(Dataset begins)

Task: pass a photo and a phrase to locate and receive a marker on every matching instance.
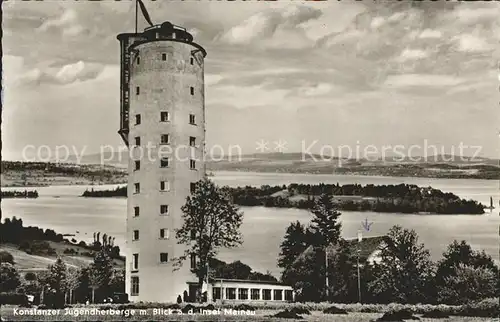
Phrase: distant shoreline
(40, 182)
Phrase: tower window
(164, 233)
(165, 139)
(164, 186)
(164, 162)
(135, 262)
(164, 116)
(135, 285)
(193, 260)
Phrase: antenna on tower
(139, 3)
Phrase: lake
(263, 228)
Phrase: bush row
(485, 308)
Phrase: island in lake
(19, 194)
(402, 198)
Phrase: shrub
(299, 310)
(334, 310)
(286, 314)
(244, 307)
(6, 257)
(13, 298)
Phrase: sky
(307, 74)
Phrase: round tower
(163, 123)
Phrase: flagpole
(136, 8)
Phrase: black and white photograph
(250, 160)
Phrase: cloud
(411, 54)
(429, 80)
(273, 28)
(430, 33)
(67, 23)
(316, 90)
(65, 74)
(472, 43)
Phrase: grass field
(7, 313)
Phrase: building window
(278, 295)
(135, 285)
(192, 119)
(164, 186)
(266, 294)
(135, 262)
(216, 293)
(192, 141)
(165, 139)
(164, 162)
(164, 233)
(193, 260)
(231, 293)
(243, 294)
(164, 116)
(255, 294)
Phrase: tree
(405, 270)
(325, 224)
(101, 272)
(210, 221)
(57, 281)
(72, 281)
(9, 277)
(294, 243)
(307, 276)
(468, 284)
(342, 273)
(6, 257)
(460, 254)
(82, 290)
(117, 283)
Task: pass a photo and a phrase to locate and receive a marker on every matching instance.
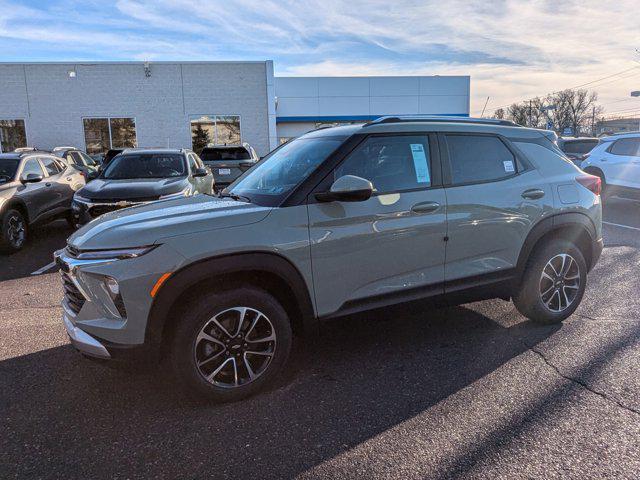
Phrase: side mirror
(347, 188)
(32, 178)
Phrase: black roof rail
(440, 119)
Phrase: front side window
(50, 166)
(214, 129)
(629, 147)
(476, 158)
(8, 169)
(390, 163)
(102, 134)
(12, 135)
(283, 169)
(145, 165)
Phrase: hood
(150, 223)
(104, 189)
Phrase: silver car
(341, 220)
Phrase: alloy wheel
(235, 347)
(560, 282)
(16, 231)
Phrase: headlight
(183, 193)
(114, 254)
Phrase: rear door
(621, 163)
(36, 196)
(390, 247)
(494, 197)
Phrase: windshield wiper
(235, 196)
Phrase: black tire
(13, 231)
(529, 300)
(185, 349)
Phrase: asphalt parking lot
(474, 391)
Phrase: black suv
(35, 187)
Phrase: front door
(389, 247)
(493, 199)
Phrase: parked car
(616, 160)
(139, 176)
(577, 148)
(341, 220)
(35, 187)
(80, 160)
(228, 162)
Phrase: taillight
(590, 182)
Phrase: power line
(573, 88)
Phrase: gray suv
(342, 220)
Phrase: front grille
(72, 295)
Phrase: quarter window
(50, 165)
(216, 130)
(31, 166)
(629, 147)
(475, 158)
(390, 163)
(12, 135)
(102, 134)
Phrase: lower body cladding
(107, 301)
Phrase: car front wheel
(231, 344)
(553, 283)
(13, 234)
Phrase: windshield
(145, 165)
(218, 154)
(283, 169)
(8, 169)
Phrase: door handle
(533, 194)
(425, 207)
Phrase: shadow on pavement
(64, 415)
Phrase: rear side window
(50, 165)
(476, 158)
(390, 163)
(629, 147)
(222, 154)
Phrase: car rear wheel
(553, 283)
(13, 234)
(231, 344)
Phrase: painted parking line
(40, 271)
(622, 226)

(Dataset ends)

## Activity
The entries are to be transcribed word for word, without their images.

## Your response
Task: pass a photo and a phrase to locate and receive a marker on every matching instance.
Phrase: distant shoreline
(40, 182)
Phrase: tower window
(164, 233)
(165, 139)
(164, 186)
(164, 162)
(135, 262)
(164, 116)
(135, 285)
(193, 260)
Phrase: antenna on tower
(139, 3)
Phrase: lake
(263, 228)
Phrase: bush row
(485, 308)
Phrase: island in lake
(19, 194)
(402, 198)
Phrase: shrub
(299, 310)
(334, 310)
(286, 314)
(244, 307)
(6, 257)
(13, 298)
Phrase: sky
(307, 74)
Phrase: round tower
(163, 123)
Phrase: flagpole
(136, 8)
Phrase: black and white photograph
(250, 160)
Phrase: cloud
(411, 54)
(429, 80)
(273, 28)
(430, 33)
(67, 23)
(316, 90)
(65, 74)
(472, 43)
Phrase: grass field
(7, 313)
Phrase: building window
(278, 295)
(135, 285)
(192, 119)
(164, 186)
(266, 294)
(135, 262)
(216, 293)
(192, 141)
(165, 139)
(164, 162)
(164, 233)
(193, 260)
(231, 293)
(243, 294)
(164, 116)
(255, 294)
Phrase: tree
(405, 270)
(325, 224)
(101, 272)
(210, 221)
(57, 281)
(72, 281)
(9, 277)
(294, 243)
(307, 276)
(468, 284)
(342, 273)
(6, 257)
(460, 254)
(82, 290)
(117, 283)
Task: pass a photo and a phrase to locate and receive a marker on every matching instance.
Phrase: side mirror
(347, 188)
(32, 178)
Phrase: black roof rail
(440, 119)
Phrase: front side window
(50, 166)
(214, 129)
(629, 147)
(476, 158)
(8, 169)
(390, 163)
(102, 134)
(12, 135)
(283, 169)
(145, 165)
Phrase: hood
(150, 223)
(104, 189)
Phrase: silver car
(341, 220)
Phrase: alloy wheel
(235, 347)
(560, 282)
(16, 231)
Phrase: headlight
(183, 193)
(114, 254)
Phrase: rear door
(621, 163)
(36, 196)
(390, 247)
(494, 197)
Phrase: windshield wiper
(235, 196)
Phrase: black tire
(13, 231)
(529, 300)
(185, 349)
Phrase: asphalt parking lot
(474, 391)
Phrase: black suv
(35, 187)
Phrase: front door
(389, 247)
(493, 199)
Phrase: parked car
(616, 160)
(139, 176)
(577, 148)
(341, 220)
(35, 187)
(80, 160)
(228, 162)
Phrase: taillight
(590, 182)
Phrase: power line
(573, 88)
Phrase: gray suv
(342, 220)
Phrase: front grille
(72, 295)
Phrase: quarter window
(50, 165)
(216, 130)
(31, 166)
(629, 147)
(475, 158)
(390, 163)
(12, 135)
(102, 134)
Phrase: lower body cladding
(107, 301)
Phrase: car front wheel
(231, 344)
(553, 283)
(13, 234)
Phrase: windshield
(145, 165)
(218, 154)
(283, 169)
(8, 169)
Phrase: door handle
(533, 194)
(425, 207)
Phrase: shadow on pavement
(64, 415)
Phrase: rear side window
(50, 165)
(476, 158)
(390, 163)
(629, 147)
(222, 154)
Phrase: car rear wheel
(553, 283)
(13, 234)
(231, 344)
Phrase: painted parking line
(40, 271)
(622, 226)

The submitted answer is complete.